--- Entries provided Enclosed Below ---

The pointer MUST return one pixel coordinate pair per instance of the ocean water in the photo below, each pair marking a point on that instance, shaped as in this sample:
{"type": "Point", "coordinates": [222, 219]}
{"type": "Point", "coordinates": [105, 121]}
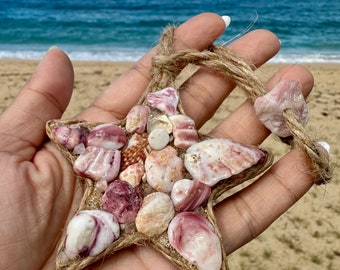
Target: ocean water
{"type": "Point", "coordinates": [309, 30]}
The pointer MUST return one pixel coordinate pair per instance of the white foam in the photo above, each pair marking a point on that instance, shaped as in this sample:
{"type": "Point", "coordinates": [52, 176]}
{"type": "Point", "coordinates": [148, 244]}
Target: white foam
{"type": "Point", "coordinates": [128, 54]}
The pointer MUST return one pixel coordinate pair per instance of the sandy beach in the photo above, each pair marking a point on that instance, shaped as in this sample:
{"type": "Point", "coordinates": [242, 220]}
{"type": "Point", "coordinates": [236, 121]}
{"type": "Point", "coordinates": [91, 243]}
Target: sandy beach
{"type": "Point", "coordinates": [305, 237]}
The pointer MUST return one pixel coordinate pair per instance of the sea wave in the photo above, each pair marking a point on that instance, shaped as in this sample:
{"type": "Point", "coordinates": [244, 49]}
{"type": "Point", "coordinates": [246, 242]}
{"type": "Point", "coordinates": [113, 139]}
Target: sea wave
{"type": "Point", "coordinates": [132, 55]}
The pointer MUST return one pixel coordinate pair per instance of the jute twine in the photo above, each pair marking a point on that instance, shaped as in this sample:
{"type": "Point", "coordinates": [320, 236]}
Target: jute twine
{"type": "Point", "coordinates": [167, 70]}
{"type": "Point", "coordinates": [167, 64]}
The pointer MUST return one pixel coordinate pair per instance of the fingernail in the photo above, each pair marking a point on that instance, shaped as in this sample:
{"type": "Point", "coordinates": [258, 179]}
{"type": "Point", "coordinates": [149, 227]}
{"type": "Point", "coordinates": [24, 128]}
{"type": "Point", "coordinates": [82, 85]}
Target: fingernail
{"type": "Point", "coordinates": [53, 48]}
{"type": "Point", "coordinates": [226, 20]}
{"type": "Point", "coordinates": [326, 146]}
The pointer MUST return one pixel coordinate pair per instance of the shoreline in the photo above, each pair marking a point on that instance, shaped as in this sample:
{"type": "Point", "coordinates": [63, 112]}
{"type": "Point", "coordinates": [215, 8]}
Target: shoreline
{"type": "Point", "coordinates": [312, 222]}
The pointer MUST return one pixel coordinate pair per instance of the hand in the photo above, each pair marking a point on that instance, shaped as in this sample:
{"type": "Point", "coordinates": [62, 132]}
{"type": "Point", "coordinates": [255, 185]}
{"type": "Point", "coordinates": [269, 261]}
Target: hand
{"type": "Point", "coordinates": [38, 193]}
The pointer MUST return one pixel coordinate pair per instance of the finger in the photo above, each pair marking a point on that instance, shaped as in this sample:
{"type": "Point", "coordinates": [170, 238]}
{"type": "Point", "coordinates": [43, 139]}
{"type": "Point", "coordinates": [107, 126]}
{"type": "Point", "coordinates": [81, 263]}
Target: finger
{"type": "Point", "coordinates": [243, 125]}
{"type": "Point", "coordinates": [45, 96]}
{"type": "Point", "coordinates": [198, 33]}
{"type": "Point", "coordinates": [249, 212]}
{"type": "Point", "coordinates": [207, 90]}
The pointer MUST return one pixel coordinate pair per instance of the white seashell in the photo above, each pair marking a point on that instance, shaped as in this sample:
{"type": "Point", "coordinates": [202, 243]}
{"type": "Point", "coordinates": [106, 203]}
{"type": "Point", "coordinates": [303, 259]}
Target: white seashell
{"type": "Point", "coordinates": [89, 233]}
{"type": "Point", "coordinates": [285, 95]}
{"type": "Point", "coordinates": [157, 120]}
{"type": "Point", "coordinates": [187, 194]}
{"type": "Point", "coordinates": [133, 174]}
{"type": "Point", "coordinates": [184, 131]}
{"type": "Point", "coordinates": [107, 136]}
{"type": "Point", "coordinates": [155, 214]}
{"type": "Point", "coordinates": [71, 136]}
{"type": "Point", "coordinates": [194, 238]}
{"type": "Point", "coordinates": [158, 138]}
{"type": "Point", "coordinates": [163, 168]}
{"type": "Point", "coordinates": [165, 100]}
{"type": "Point", "coordinates": [79, 149]}
{"type": "Point", "coordinates": [122, 200]}
{"type": "Point", "coordinates": [137, 119]}
{"type": "Point", "coordinates": [212, 160]}
{"type": "Point", "coordinates": [98, 164]}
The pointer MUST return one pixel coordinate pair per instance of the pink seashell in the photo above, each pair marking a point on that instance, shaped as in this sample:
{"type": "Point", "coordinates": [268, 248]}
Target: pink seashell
{"type": "Point", "coordinates": [158, 138]}
{"type": "Point", "coordinates": [194, 238]}
{"type": "Point", "coordinates": [122, 200]}
{"type": "Point", "coordinates": [187, 194]}
{"type": "Point", "coordinates": [165, 100]}
{"type": "Point", "coordinates": [107, 136]}
{"type": "Point", "coordinates": [184, 131]}
{"type": "Point", "coordinates": [163, 168]}
{"type": "Point", "coordinates": [157, 120]}
{"type": "Point", "coordinates": [137, 119]}
{"type": "Point", "coordinates": [133, 174]}
{"type": "Point", "coordinates": [70, 137]}
{"type": "Point", "coordinates": [89, 233]}
{"type": "Point", "coordinates": [135, 151]}
{"type": "Point", "coordinates": [212, 160]}
{"type": "Point", "coordinates": [155, 214]}
{"type": "Point", "coordinates": [285, 95]}
{"type": "Point", "coordinates": [98, 164]}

--- End of Enclosed Entries provided ---

* **Your objective**
An exact copy of the data is required, with the pictures excluded.

* **Solution for this problem**
The pointer MUST return one pixel coordinate pair per instance of the ocean water in the photo below, each pair marking a point on that instance, shaped as in this sample:
{"type": "Point", "coordinates": [222, 219]}
{"type": "Point", "coordinates": [105, 121]}
Target: ocean water
{"type": "Point", "coordinates": [309, 30]}
The pointer MUST return one pixel coordinate pair per instance of the white foam in the photo above, each pair marking a point on that instance, shaped as in this sample:
{"type": "Point", "coordinates": [52, 176]}
{"type": "Point", "coordinates": [148, 244]}
Target: white foam
{"type": "Point", "coordinates": [128, 54]}
The pointer MUST return one pixel coordinate pair per instance of the sandy beach in the photo above, each pair marking a point on that instance, shaped as in this sample:
{"type": "Point", "coordinates": [242, 220]}
{"type": "Point", "coordinates": [236, 121]}
{"type": "Point", "coordinates": [91, 243]}
Target: sandy beach
{"type": "Point", "coordinates": [305, 237]}
The pointer MUST return one pixel coordinate pair per instance of the sea wave in the photo above, each pair marking a point on that instance, shaped as in this sample:
{"type": "Point", "coordinates": [244, 49]}
{"type": "Point", "coordinates": [246, 242]}
{"type": "Point", "coordinates": [113, 139]}
Target: sea wave
{"type": "Point", "coordinates": [132, 55]}
The pointer MUST return one pixel coordinate pair per instance of the jute twine in the photo above, each pair marking a point on that instance, shaped as in this sample:
{"type": "Point", "coordinates": [320, 236]}
Target: jute twine
{"type": "Point", "coordinates": [167, 70]}
{"type": "Point", "coordinates": [167, 64]}
The pointer MUST return one pixel coordinate pair per instance of the fingernail in the photo above, each pair marking a point on that instance, shaped as in this sample:
{"type": "Point", "coordinates": [258, 179]}
{"type": "Point", "coordinates": [149, 227]}
{"type": "Point", "coordinates": [24, 128]}
{"type": "Point", "coordinates": [82, 85]}
Target: fingernail
{"type": "Point", "coordinates": [53, 48]}
{"type": "Point", "coordinates": [226, 20]}
{"type": "Point", "coordinates": [326, 146]}
The pointer MUST return one pixel coordinate pair per instance of the shoreline in the photo above, each pair marking a point on that instance, shaped as in this sample:
{"type": "Point", "coordinates": [63, 112]}
{"type": "Point", "coordinates": [215, 8]}
Target: shoreline
{"type": "Point", "coordinates": [312, 222]}
The pointer MUST return one pixel coordinate pair per instance of the hand in the photo above, each pair marking a point on that instance, shaped as in this sample:
{"type": "Point", "coordinates": [62, 132]}
{"type": "Point", "coordinates": [255, 185]}
{"type": "Point", "coordinates": [269, 261]}
Target: hand
{"type": "Point", "coordinates": [38, 193]}
The pointer MUST return one pixel coordinate pair per instance of the finger in the photo above, each pair marking a point on that instance, shaped as in this sample:
{"type": "Point", "coordinates": [170, 238]}
{"type": "Point", "coordinates": [43, 139]}
{"type": "Point", "coordinates": [107, 126]}
{"type": "Point", "coordinates": [81, 263]}
Target: finger
{"type": "Point", "coordinates": [243, 125]}
{"type": "Point", "coordinates": [45, 96]}
{"type": "Point", "coordinates": [198, 33]}
{"type": "Point", "coordinates": [249, 212]}
{"type": "Point", "coordinates": [207, 90]}
The pointer MUST return one pixel coordinate pair per instance of the white seashell in the photo above, each pair marking a point on that instance, shaped as in this sample:
{"type": "Point", "coordinates": [202, 243]}
{"type": "Point", "coordinates": [106, 203]}
{"type": "Point", "coordinates": [303, 259]}
Target: white seashell
{"type": "Point", "coordinates": [89, 233]}
{"type": "Point", "coordinates": [285, 95]}
{"type": "Point", "coordinates": [157, 120]}
{"type": "Point", "coordinates": [187, 194]}
{"type": "Point", "coordinates": [133, 174]}
{"type": "Point", "coordinates": [184, 131]}
{"type": "Point", "coordinates": [107, 136]}
{"type": "Point", "coordinates": [155, 214]}
{"type": "Point", "coordinates": [71, 136]}
{"type": "Point", "coordinates": [194, 238]}
{"type": "Point", "coordinates": [158, 138]}
{"type": "Point", "coordinates": [163, 168]}
{"type": "Point", "coordinates": [165, 100]}
{"type": "Point", "coordinates": [79, 149]}
{"type": "Point", "coordinates": [122, 200]}
{"type": "Point", "coordinates": [137, 119]}
{"type": "Point", "coordinates": [212, 160]}
{"type": "Point", "coordinates": [98, 164]}
The pointer MUST return one pixel coordinate pair per instance of the pink seashell in the photo above, each pair marking a point on that instance, shaped as in this sample:
{"type": "Point", "coordinates": [268, 248]}
Target: pink seashell
{"type": "Point", "coordinates": [158, 138]}
{"type": "Point", "coordinates": [194, 238]}
{"type": "Point", "coordinates": [122, 200]}
{"type": "Point", "coordinates": [187, 194]}
{"type": "Point", "coordinates": [165, 100]}
{"type": "Point", "coordinates": [107, 136]}
{"type": "Point", "coordinates": [184, 131]}
{"type": "Point", "coordinates": [163, 168]}
{"type": "Point", "coordinates": [157, 120]}
{"type": "Point", "coordinates": [137, 119]}
{"type": "Point", "coordinates": [133, 174]}
{"type": "Point", "coordinates": [70, 137]}
{"type": "Point", "coordinates": [89, 233]}
{"type": "Point", "coordinates": [135, 151]}
{"type": "Point", "coordinates": [212, 160]}
{"type": "Point", "coordinates": [155, 214]}
{"type": "Point", "coordinates": [285, 95]}
{"type": "Point", "coordinates": [98, 164]}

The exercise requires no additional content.